**Goal**
Show every line of the data below that contains the string "shorts", copying each line in full.

**Listing**
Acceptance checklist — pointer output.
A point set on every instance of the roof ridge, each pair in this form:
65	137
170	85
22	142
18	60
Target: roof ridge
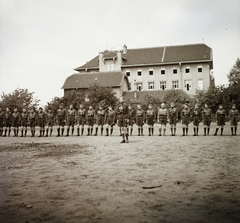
155	47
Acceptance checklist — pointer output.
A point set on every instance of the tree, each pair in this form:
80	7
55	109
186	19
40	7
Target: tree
19	98
234	74
234	84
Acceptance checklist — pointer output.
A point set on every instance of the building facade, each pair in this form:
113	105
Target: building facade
184	67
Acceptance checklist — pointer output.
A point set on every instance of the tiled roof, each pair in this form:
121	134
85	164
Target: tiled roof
156	94
158	55
109	54
85	80
197	52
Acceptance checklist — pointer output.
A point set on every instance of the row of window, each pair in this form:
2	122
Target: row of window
175	85
163	71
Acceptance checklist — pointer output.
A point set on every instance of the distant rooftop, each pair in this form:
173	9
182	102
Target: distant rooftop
85	80
156	55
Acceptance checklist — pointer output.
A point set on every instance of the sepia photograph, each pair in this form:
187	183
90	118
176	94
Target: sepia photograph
119	111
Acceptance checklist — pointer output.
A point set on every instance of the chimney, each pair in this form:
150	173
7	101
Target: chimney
124	49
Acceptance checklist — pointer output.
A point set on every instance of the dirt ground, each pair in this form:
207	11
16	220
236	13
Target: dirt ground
97	179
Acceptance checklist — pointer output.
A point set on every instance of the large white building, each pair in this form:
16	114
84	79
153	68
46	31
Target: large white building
184	67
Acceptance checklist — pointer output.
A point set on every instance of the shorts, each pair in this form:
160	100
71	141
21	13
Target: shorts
15	122
41	123
173	120
131	121
81	120
70	121
234	121
220	120
150	120
60	121
207	120
24	122
185	120
110	120
163	120
49	123
122	121
196	121
100	120
7	123
90	121
32	123
139	121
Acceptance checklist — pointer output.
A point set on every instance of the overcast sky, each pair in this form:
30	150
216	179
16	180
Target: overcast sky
42	41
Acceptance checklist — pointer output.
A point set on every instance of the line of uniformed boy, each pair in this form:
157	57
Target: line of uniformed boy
124	115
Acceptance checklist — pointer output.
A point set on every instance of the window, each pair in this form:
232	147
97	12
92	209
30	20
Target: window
150	85
188	85
187	70
139	86
200	84
175	85
110	67
163	85
174	70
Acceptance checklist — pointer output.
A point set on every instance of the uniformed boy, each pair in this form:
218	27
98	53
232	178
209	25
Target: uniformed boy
24	121
186	118
71	118
172	118
49	122
207	118
162	119
15	121
32	118
90	119
196	118
60	119
81	119
234	118
221	118
140	119
122	119
100	116
132	118
7	119
150	116
41	118
1	120
109	120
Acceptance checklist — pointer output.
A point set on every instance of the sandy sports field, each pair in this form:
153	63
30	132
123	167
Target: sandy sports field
97	179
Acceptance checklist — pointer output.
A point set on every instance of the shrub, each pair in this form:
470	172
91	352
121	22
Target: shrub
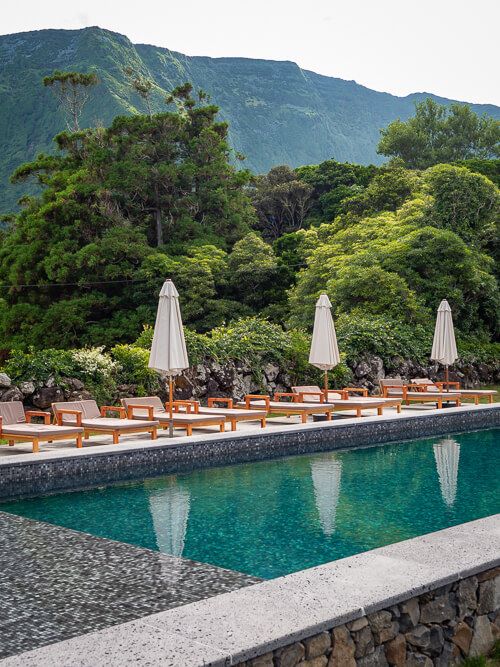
384	337
93	364
132	362
38	366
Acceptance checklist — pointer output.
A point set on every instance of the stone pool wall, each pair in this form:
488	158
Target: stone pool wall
46	472
438	628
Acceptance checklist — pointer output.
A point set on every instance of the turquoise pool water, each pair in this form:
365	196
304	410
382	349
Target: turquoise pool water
275	517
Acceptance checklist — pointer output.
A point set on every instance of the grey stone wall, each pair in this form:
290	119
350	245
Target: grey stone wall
239	378
439	628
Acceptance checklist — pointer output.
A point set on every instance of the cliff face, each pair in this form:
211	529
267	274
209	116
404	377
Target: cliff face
278	113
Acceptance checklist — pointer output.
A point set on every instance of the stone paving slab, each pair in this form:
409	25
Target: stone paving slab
236	626
57	583
36	474
21	453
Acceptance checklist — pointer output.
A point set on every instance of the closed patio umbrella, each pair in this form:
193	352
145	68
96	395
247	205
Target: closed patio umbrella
324	353
168	350
444	347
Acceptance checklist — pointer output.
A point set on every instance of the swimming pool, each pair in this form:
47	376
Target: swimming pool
275	517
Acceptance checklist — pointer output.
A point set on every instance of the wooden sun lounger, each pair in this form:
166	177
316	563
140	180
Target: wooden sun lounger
444	388
304	410
233	415
16	426
412	393
341	400
94	421
182	416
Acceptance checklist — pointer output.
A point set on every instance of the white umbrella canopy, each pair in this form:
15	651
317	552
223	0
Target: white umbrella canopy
444	347
168	349
324	353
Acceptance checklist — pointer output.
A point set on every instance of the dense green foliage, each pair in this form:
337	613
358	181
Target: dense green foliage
156	196
396	256
114	195
278	112
437	134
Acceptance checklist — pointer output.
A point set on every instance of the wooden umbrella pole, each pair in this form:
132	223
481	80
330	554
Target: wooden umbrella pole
170	405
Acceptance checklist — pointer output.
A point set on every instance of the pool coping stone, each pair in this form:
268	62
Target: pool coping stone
47	472
236	626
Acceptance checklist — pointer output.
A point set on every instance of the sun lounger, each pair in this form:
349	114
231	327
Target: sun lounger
233	415
341	399
414	393
183	416
278	406
16	426
93	420
454	387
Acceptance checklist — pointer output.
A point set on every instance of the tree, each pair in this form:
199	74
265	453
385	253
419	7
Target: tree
72	89
107	198
397	266
464	202
440	134
385	192
332	183
281	201
253	270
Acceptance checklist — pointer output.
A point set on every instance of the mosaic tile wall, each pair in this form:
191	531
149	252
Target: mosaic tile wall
34	478
57	583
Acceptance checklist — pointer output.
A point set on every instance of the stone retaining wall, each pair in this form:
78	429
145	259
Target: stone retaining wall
438	628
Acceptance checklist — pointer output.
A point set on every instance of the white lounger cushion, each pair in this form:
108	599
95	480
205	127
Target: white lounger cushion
161	413
40	430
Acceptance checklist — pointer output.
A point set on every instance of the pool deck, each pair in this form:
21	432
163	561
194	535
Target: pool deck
57	583
21	452
62	466
233	627
144	607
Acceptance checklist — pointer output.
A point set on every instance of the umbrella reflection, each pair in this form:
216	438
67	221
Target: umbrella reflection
326	474
447	454
170	511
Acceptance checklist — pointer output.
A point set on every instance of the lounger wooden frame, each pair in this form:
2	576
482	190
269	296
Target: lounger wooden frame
469	393
408	396
165	421
233	419
36	440
114	431
355	405
287	408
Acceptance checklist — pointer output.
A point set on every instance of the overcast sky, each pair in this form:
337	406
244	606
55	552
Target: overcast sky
447	47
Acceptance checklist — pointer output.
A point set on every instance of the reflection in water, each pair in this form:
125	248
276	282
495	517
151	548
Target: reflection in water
170	511
447	454
326	473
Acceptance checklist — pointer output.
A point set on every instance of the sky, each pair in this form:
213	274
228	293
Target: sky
446	47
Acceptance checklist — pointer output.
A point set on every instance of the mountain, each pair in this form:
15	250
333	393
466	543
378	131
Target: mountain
278	113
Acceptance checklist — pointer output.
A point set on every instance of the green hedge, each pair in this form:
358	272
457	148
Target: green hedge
252	340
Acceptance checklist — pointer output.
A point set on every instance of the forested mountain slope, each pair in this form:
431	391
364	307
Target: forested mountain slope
278	113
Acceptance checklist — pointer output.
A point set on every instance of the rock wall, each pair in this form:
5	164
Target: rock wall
436	629
238	378
370	369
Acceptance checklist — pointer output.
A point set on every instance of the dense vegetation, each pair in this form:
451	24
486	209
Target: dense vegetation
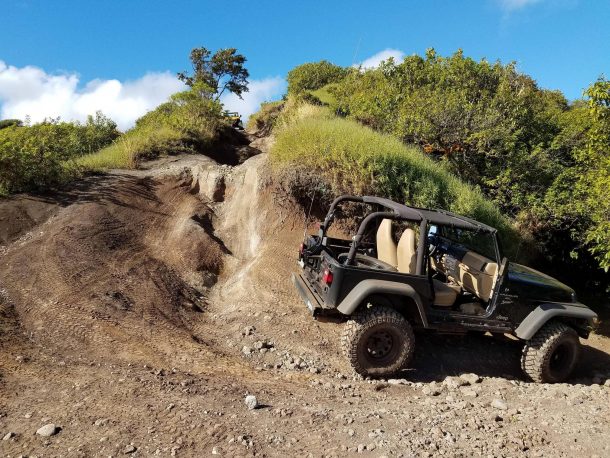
315	150
47	154
42	155
187	123
541	159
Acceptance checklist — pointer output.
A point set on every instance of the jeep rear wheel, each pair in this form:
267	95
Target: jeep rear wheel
550	356
378	342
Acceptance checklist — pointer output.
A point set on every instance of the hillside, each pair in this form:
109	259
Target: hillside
139	308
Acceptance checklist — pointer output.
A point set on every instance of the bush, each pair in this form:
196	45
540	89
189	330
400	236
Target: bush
265	118
38	156
314	75
187	123
342	156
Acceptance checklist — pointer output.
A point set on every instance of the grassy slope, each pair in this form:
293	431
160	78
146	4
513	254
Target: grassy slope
352	158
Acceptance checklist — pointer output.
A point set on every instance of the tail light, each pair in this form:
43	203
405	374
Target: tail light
327	277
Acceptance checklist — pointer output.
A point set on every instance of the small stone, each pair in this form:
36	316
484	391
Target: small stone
470	378
499	404
251	402
47	430
431	391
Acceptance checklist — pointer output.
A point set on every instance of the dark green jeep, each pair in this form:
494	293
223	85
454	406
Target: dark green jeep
409	268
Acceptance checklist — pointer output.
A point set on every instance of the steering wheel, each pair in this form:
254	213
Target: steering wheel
368	262
432	246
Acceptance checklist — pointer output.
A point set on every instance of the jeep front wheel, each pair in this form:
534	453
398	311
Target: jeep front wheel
550	356
378	342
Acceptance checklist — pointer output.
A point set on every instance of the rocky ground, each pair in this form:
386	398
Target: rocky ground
151	313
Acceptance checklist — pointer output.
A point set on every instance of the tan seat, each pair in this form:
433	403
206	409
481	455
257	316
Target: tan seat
406	253
386	246
444	294
477	274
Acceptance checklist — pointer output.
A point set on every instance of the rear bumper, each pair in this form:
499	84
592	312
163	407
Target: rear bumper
306	294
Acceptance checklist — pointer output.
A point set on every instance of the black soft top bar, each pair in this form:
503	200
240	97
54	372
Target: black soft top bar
440	217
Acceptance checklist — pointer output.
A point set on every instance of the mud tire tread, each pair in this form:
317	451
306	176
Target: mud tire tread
367	318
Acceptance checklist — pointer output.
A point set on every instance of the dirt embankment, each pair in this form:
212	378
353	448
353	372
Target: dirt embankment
138	309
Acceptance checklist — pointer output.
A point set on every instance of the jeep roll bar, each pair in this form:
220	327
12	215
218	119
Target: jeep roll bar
405	213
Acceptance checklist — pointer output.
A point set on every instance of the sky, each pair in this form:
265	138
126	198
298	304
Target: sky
71	58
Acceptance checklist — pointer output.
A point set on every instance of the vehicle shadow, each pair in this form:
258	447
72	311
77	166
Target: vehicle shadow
439	356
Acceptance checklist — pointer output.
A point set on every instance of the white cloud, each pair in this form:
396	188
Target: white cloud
512	5
259	91
374	61
30	91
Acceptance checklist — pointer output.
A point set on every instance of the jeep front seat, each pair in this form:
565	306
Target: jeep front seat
386	246
406	253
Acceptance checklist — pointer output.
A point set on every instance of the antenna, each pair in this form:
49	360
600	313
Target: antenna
313	196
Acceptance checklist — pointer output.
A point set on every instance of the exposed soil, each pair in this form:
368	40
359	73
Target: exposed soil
138	309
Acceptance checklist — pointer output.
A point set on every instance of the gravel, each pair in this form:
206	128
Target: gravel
47	430
251	402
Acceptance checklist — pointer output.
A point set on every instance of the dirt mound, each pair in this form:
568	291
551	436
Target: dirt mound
132	256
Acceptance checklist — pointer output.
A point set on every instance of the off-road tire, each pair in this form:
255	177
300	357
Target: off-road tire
378	326
551	355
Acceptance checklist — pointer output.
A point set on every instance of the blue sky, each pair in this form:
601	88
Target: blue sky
71	56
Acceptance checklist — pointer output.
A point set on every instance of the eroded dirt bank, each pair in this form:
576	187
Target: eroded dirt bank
140	309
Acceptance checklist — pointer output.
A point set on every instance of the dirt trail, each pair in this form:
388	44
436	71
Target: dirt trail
138	310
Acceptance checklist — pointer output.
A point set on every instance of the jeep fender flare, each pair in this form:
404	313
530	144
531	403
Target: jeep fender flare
368	288
544	312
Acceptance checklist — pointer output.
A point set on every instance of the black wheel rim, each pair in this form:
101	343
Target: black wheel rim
379	345
561	360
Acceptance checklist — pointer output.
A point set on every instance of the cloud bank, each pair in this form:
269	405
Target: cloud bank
375	60
30	91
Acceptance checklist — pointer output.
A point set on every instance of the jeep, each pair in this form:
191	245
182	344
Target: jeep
409	268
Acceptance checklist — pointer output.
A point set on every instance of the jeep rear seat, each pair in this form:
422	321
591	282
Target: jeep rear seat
477	274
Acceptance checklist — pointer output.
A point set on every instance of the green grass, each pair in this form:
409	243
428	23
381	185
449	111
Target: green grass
127	151
350	158
324	95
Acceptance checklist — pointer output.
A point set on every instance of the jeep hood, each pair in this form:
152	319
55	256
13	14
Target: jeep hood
537	286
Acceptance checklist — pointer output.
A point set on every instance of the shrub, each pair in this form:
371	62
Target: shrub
264	119
346	157
314	75
39	156
187	123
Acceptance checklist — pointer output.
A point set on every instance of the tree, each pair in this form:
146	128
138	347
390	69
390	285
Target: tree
314	75
594	179
214	74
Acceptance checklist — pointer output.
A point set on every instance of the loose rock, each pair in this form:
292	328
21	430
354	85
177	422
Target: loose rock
47	430
499	404
251	402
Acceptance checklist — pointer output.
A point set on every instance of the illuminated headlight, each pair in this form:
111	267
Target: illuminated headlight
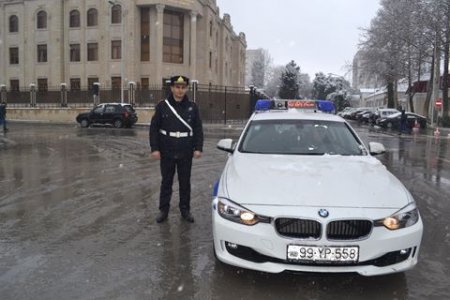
405	217
235	213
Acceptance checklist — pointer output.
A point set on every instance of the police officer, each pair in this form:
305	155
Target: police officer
3	116
176	136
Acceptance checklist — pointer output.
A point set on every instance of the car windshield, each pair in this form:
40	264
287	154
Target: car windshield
395	115
300	137
129	108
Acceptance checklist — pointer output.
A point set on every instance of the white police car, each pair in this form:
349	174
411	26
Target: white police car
301	192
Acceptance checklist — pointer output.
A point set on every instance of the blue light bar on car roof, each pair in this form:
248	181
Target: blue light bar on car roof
263	104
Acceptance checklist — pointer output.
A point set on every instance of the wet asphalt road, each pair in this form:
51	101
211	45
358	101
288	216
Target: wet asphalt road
77	209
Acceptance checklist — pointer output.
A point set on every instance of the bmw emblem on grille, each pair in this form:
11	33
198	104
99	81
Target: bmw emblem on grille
323	213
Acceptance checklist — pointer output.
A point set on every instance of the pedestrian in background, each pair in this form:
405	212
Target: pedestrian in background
403	121
176	136
3	116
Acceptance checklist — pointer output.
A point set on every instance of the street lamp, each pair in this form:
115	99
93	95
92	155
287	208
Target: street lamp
122	46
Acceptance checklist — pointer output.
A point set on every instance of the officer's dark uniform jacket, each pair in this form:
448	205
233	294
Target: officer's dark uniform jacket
164	119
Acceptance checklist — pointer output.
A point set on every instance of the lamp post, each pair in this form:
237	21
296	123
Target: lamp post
122	44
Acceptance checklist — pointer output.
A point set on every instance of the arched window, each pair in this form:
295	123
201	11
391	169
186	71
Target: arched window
116	14
41	21
92	19
74	18
13	24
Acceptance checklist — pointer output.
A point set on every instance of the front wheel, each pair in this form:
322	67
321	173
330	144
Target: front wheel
118	123
84	123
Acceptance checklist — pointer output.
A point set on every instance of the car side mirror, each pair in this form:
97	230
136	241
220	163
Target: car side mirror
376	148
226	145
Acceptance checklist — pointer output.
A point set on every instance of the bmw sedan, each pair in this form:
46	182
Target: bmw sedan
283	201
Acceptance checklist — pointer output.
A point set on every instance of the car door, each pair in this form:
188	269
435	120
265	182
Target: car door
110	113
97	114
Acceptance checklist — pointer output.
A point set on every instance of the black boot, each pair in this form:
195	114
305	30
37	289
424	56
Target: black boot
162	216
187	216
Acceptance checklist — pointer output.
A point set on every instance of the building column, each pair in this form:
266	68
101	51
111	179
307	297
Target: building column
193	43
159	41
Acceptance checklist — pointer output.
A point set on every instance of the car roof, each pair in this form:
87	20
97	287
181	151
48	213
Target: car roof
115	103
295	114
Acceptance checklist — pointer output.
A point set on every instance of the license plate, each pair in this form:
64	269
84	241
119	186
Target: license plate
322	253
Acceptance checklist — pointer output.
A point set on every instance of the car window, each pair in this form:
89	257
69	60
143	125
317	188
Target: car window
111	109
129	108
300	137
99	109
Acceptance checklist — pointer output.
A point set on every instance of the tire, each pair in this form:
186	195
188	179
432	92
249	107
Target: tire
84	123
118	123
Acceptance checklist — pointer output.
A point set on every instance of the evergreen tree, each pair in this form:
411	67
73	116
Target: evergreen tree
290	81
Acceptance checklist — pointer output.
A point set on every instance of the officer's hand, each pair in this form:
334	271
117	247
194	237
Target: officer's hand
197	154
156	155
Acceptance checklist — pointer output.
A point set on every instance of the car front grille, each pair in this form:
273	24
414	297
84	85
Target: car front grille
349	229
298	228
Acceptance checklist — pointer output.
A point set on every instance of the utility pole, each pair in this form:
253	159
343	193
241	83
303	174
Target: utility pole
122	46
437	78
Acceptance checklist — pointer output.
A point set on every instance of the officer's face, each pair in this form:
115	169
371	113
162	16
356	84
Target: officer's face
179	90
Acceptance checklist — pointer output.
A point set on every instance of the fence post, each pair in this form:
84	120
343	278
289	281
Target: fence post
194	90
132	93
3	95
32	95
96	93
63	94
225	108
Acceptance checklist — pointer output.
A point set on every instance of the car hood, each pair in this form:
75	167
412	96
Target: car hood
83	114
325	181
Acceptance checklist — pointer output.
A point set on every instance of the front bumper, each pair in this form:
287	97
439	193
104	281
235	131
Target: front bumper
261	248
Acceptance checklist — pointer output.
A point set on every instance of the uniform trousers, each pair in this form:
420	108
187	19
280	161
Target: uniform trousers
183	166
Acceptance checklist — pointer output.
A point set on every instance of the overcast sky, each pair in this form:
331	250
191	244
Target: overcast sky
320	35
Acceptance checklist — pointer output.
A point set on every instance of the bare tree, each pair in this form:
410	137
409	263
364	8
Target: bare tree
260	68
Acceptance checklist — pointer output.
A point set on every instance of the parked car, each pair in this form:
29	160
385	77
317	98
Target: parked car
353	114
117	114
278	205
393	121
348	113
382	113
367	117
344	111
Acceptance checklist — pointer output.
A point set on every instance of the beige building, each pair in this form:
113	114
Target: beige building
79	42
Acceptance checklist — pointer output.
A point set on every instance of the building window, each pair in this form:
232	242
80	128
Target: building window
210	28
116	82
145	34
75	84
74	18
42	53
14	56
92	51
91	82
14	85
145	83
116	14
210	59
75	52
92	17
41	21
13	24
42	85
173	37
116	49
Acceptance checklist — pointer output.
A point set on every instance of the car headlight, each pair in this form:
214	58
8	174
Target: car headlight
236	213
405	217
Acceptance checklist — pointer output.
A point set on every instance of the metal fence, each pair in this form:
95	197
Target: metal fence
216	103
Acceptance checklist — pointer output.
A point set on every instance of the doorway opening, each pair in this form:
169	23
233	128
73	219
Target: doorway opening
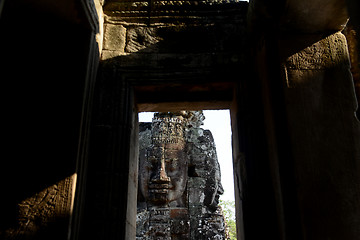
218	123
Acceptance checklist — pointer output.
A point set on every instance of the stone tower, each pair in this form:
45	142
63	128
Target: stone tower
179	179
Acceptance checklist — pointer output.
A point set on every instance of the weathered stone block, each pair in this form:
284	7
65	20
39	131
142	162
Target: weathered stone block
114	37
141	38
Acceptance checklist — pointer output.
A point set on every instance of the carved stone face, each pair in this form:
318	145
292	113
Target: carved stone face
163	173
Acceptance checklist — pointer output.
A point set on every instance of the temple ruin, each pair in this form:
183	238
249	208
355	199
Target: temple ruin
179	180
76	73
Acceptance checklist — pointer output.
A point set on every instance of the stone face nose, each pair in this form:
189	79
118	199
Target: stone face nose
161	175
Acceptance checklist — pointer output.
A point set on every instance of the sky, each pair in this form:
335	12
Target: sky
218	122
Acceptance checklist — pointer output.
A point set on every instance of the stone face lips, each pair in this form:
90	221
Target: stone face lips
179	178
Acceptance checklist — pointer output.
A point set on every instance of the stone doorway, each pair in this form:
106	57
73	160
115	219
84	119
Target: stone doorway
208	179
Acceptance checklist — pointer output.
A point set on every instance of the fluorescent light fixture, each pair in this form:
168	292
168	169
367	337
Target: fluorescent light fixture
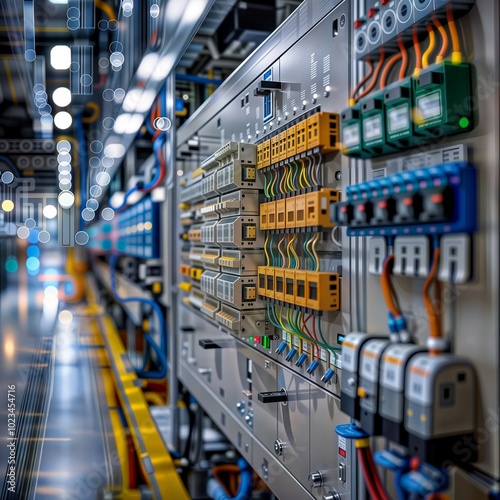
163	68
49	212
66	199
147	100
147	66
135	123
115	150
117	198
60	57
131	100
63	120
121	124
61	97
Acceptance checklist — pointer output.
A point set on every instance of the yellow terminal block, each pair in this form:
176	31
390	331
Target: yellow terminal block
271	215
291	145
301	134
318	207
261	287
282	146
300	288
300	210
279	284
196	273
290	212
281	214
263	216
275	149
249	292
250	173
323	132
185	287
323	291
249	232
194	234
184	269
290	291
266	153
260	156
270	282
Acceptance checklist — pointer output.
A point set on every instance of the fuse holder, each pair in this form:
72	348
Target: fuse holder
318	207
291	144
281	214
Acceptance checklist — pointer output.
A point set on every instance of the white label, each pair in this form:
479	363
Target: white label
351	136
429	106
399	118
373	128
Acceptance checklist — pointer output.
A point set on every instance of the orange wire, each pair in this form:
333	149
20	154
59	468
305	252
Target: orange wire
418	51
444	37
432	45
364	80
376	74
387	290
404	55
387	69
434	322
312	335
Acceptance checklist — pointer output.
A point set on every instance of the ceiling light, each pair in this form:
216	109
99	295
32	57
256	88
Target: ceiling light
66	199
60	57
63	120
61	97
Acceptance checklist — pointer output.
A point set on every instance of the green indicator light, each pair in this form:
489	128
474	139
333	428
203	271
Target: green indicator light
464	122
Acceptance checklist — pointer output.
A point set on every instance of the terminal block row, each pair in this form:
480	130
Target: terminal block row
318	291
296	213
320	130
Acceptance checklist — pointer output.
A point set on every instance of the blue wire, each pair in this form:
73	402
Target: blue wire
82	164
160	350
400	492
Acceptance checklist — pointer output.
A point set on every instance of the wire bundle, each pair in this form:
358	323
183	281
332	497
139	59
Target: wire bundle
160	350
372	479
422	59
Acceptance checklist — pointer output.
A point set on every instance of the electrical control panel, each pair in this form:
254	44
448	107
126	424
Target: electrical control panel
135	231
335	223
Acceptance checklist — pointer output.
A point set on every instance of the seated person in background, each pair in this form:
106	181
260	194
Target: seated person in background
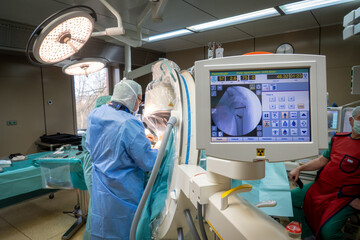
328	202
121	155
87	166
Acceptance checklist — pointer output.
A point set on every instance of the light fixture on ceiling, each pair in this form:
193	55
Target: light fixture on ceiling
306	5
225	22
61	35
65	32
84	66
243	18
172	34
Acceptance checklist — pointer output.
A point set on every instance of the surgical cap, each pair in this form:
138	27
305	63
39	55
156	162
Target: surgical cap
102	100
126	92
356	111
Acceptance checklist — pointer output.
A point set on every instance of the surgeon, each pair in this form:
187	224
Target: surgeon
121	155
87	166
328	202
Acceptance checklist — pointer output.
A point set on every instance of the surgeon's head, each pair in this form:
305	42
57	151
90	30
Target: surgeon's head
129	93
355	121
102	100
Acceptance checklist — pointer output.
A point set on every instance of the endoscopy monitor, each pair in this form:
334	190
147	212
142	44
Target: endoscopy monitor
334	119
268	102
346	127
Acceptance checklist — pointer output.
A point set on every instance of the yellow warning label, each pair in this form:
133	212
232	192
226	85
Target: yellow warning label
260	152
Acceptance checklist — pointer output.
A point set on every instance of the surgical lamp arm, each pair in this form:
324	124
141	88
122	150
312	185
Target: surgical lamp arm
119	30
169	126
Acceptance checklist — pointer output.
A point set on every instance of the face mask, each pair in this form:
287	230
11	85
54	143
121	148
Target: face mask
356	126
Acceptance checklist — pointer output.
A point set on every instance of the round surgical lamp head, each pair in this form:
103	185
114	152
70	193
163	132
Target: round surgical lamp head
85	66
61	35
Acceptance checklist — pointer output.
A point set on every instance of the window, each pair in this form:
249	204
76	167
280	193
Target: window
87	90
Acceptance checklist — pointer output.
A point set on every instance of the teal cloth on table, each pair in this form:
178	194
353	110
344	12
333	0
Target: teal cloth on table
51	160
157	197
275	186
22	177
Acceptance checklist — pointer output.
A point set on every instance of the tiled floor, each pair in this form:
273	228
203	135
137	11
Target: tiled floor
39	218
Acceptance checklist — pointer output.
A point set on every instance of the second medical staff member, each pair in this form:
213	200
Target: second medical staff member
121	155
334	196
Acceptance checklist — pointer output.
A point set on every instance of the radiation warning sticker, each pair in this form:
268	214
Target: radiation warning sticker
260	152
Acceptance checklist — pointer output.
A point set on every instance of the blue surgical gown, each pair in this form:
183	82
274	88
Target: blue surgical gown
121	155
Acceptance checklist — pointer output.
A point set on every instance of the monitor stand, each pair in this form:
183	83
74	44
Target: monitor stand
236	169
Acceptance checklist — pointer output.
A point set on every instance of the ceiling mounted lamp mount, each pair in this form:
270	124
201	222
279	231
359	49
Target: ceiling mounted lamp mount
85	66
61	35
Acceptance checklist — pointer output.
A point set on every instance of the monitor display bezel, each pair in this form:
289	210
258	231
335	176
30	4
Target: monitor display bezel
255	72
274	151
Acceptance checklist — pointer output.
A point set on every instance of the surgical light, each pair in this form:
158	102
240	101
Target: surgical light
61	35
243	18
85	66
167	35
306	5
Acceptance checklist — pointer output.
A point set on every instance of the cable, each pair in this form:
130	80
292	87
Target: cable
201	222
180	234
191	225
170	124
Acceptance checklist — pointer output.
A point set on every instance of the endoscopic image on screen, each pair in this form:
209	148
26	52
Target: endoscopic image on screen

**Written response**
A point set on every instance of the shorts, each pair in this form:
Target: shorts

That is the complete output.